REQUISITO>
Devuelva, sin modificarlas, todas las filas siguientes que contengan la palabra "mountain".

━━ FILAS DE DATOS

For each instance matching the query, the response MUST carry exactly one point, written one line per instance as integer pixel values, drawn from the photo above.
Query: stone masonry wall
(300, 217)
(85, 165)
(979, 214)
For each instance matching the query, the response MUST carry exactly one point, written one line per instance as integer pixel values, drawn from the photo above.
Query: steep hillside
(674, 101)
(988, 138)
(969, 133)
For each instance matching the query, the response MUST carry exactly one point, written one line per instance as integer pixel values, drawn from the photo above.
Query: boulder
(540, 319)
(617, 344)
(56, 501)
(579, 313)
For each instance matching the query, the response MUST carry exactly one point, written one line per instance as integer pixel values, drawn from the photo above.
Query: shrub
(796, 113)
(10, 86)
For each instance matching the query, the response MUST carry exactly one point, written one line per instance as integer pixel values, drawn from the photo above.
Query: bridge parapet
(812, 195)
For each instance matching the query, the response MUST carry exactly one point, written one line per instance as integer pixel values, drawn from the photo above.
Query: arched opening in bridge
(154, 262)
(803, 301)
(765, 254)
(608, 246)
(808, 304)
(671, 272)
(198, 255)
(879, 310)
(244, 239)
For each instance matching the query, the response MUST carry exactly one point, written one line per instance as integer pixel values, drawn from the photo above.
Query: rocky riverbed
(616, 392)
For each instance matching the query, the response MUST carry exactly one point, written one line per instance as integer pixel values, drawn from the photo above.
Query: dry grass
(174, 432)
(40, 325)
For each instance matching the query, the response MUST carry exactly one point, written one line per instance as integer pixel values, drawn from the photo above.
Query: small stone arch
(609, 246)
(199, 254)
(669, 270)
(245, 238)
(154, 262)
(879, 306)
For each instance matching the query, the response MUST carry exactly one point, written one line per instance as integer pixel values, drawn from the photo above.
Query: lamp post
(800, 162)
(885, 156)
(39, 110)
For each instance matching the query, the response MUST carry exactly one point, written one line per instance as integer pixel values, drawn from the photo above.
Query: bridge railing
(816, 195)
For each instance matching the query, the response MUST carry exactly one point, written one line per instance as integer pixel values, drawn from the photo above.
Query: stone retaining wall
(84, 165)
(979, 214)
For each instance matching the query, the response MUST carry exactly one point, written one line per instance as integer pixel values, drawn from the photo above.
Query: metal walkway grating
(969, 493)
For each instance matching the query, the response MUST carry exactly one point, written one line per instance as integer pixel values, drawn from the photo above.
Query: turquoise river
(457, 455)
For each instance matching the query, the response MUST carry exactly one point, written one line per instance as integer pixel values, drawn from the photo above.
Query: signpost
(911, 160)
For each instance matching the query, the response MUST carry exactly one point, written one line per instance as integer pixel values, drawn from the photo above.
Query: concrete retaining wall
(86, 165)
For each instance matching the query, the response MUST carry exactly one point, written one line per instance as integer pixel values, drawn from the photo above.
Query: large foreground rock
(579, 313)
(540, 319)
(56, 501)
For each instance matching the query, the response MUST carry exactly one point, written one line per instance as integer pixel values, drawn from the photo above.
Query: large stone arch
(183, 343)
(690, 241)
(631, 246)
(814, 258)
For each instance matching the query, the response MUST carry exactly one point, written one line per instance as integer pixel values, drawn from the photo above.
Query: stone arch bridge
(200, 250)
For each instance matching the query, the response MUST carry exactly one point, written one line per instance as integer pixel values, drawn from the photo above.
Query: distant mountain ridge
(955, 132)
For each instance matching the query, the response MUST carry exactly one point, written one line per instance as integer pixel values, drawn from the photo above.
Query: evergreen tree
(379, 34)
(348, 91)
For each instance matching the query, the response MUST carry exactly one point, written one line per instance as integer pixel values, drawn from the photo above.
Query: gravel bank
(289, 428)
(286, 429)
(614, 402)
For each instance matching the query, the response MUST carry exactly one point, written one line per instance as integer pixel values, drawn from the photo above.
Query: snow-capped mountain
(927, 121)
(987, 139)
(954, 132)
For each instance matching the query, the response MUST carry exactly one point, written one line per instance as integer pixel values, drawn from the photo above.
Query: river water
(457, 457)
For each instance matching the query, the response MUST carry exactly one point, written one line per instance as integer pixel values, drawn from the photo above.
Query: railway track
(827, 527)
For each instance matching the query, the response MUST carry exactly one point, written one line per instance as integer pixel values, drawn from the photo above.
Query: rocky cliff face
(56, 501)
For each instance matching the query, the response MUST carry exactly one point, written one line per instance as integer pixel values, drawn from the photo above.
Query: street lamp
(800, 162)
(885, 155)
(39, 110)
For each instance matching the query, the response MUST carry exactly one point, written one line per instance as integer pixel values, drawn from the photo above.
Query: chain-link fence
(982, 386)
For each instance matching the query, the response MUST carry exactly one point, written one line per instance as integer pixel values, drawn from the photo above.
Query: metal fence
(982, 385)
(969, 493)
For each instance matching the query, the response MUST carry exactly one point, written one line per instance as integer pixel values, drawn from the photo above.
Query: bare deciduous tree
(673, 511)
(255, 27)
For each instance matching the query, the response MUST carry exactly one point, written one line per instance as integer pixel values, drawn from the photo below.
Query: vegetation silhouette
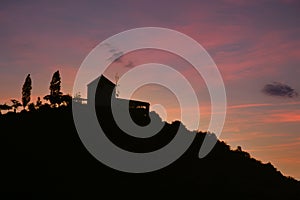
(26, 91)
(44, 157)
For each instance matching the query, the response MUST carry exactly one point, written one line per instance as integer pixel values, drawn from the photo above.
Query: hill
(44, 158)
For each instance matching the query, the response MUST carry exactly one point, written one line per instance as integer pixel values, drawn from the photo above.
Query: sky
(255, 45)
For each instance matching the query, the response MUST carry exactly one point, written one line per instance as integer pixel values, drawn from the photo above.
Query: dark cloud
(130, 64)
(280, 90)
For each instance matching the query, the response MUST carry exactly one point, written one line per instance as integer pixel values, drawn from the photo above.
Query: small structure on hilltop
(103, 91)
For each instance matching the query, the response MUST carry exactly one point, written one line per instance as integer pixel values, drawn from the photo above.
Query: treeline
(55, 99)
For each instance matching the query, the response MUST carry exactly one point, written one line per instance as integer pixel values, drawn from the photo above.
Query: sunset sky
(255, 44)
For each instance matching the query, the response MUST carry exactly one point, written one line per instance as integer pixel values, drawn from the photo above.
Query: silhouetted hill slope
(42, 156)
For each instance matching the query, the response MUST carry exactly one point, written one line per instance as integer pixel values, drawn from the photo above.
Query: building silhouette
(104, 91)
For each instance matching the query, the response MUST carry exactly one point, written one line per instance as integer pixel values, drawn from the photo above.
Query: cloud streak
(280, 90)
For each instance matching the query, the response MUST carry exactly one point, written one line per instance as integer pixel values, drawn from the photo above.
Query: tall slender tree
(55, 93)
(16, 104)
(26, 91)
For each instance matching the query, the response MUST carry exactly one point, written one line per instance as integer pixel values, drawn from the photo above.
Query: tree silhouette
(4, 107)
(31, 107)
(55, 94)
(26, 91)
(66, 100)
(16, 104)
(38, 103)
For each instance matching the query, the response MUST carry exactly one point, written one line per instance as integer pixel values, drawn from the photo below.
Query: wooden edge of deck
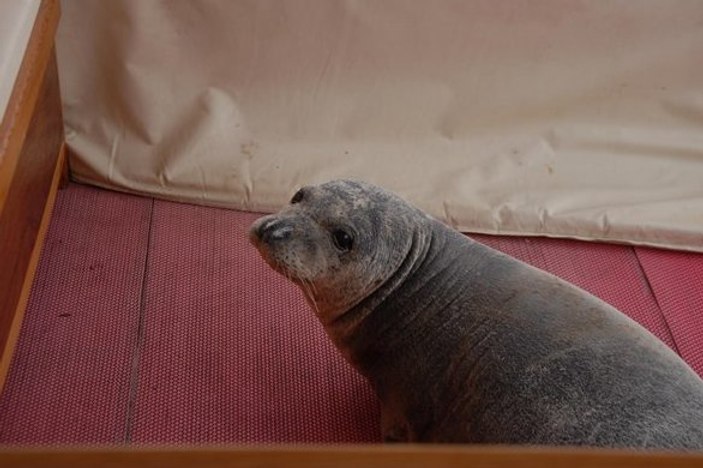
(343, 456)
(13, 334)
(25, 92)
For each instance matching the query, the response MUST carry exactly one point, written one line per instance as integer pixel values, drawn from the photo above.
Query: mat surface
(156, 322)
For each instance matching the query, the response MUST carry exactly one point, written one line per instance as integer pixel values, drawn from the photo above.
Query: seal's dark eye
(297, 198)
(342, 240)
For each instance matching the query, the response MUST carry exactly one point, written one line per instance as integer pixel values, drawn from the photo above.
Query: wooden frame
(31, 167)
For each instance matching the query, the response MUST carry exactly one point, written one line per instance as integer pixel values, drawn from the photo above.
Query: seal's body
(465, 344)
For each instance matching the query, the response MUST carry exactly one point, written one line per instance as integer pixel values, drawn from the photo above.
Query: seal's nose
(274, 230)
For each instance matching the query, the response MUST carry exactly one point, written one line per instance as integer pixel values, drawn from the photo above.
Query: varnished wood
(15, 325)
(27, 206)
(28, 85)
(349, 457)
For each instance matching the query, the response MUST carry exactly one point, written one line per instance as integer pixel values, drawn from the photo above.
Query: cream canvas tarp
(565, 118)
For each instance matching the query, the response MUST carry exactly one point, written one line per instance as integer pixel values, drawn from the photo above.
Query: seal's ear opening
(343, 241)
(297, 197)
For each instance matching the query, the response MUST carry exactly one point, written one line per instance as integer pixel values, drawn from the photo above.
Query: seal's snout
(272, 230)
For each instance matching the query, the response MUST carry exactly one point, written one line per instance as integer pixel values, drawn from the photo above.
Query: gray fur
(465, 344)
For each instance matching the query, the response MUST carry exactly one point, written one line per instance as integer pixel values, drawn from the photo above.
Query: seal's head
(339, 242)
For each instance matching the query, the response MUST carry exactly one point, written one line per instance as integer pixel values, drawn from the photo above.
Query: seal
(465, 344)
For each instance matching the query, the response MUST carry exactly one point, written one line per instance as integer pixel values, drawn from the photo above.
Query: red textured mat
(70, 379)
(211, 346)
(231, 351)
(677, 281)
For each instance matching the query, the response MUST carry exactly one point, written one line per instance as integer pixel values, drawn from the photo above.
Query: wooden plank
(14, 330)
(27, 209)
(405, 456)
(27, 89)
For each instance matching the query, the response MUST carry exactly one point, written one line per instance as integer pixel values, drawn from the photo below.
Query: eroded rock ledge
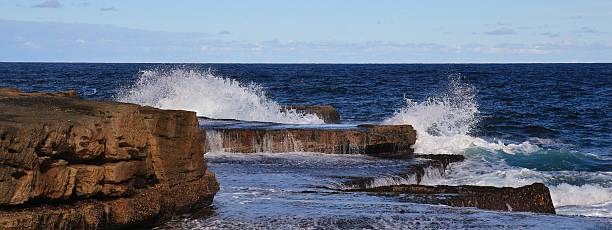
(68, 163)
(391, 141)
(529, 198)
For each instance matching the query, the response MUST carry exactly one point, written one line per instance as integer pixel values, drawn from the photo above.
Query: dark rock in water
(412, 174)
(529, 198)
(68, 163)
(328, 113)
(376, 140)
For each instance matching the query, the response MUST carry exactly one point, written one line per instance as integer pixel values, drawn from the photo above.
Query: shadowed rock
(68, 163)
(328, 113)
(434, 165)
(393, 141)
(529, 198)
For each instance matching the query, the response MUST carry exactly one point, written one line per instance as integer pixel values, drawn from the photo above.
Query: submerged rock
(393, 141)
(422, 166)
(327, 113)
(70, 163)
(529, 198)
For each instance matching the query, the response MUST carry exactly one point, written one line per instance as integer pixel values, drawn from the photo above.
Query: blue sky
(306, 31)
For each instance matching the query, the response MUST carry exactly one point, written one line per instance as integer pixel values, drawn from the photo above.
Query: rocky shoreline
(68, 163)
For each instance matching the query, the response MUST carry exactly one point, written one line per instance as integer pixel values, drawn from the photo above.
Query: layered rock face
(328, 113)
(67, 163)
(377, 140)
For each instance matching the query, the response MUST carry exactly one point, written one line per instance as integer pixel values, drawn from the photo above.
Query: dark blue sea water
(516, 123)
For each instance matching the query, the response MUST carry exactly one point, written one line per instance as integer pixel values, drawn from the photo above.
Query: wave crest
(442, 121)
(209, 95)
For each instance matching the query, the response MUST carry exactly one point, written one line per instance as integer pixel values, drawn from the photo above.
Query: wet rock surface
(392, 141)
(68, 163)
(328, 113)
(529, 198)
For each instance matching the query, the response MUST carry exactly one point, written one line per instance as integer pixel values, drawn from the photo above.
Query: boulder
(123, 164)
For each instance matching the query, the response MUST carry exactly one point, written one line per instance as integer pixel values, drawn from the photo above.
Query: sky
(314, 31)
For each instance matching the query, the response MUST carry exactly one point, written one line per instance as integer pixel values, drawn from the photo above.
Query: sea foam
(209, 95)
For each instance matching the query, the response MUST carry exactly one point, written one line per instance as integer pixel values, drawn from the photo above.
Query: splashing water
(210, 96)
(443, 124)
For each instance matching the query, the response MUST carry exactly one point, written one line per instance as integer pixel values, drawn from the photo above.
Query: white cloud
(48, 4)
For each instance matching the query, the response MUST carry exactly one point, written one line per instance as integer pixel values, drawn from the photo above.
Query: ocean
(516, 124)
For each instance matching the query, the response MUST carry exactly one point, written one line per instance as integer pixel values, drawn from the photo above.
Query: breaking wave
(579, 183)
(209, 95)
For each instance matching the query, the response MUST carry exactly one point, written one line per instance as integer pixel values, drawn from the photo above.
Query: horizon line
(306, 63)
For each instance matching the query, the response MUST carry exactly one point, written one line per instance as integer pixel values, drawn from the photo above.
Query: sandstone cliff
(68, 163)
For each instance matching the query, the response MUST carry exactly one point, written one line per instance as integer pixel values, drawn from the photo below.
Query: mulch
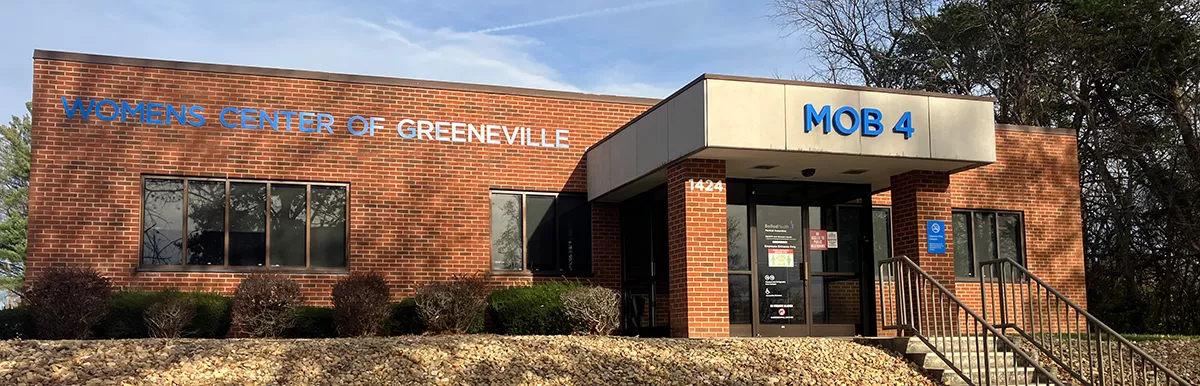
(453, 360)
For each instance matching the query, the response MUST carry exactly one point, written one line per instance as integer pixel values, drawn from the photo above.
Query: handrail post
(1000, 288)
(1099, 357)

━━━━

RESPUESTA>
Query: distant mountain ridge
Query: snow-capped mountain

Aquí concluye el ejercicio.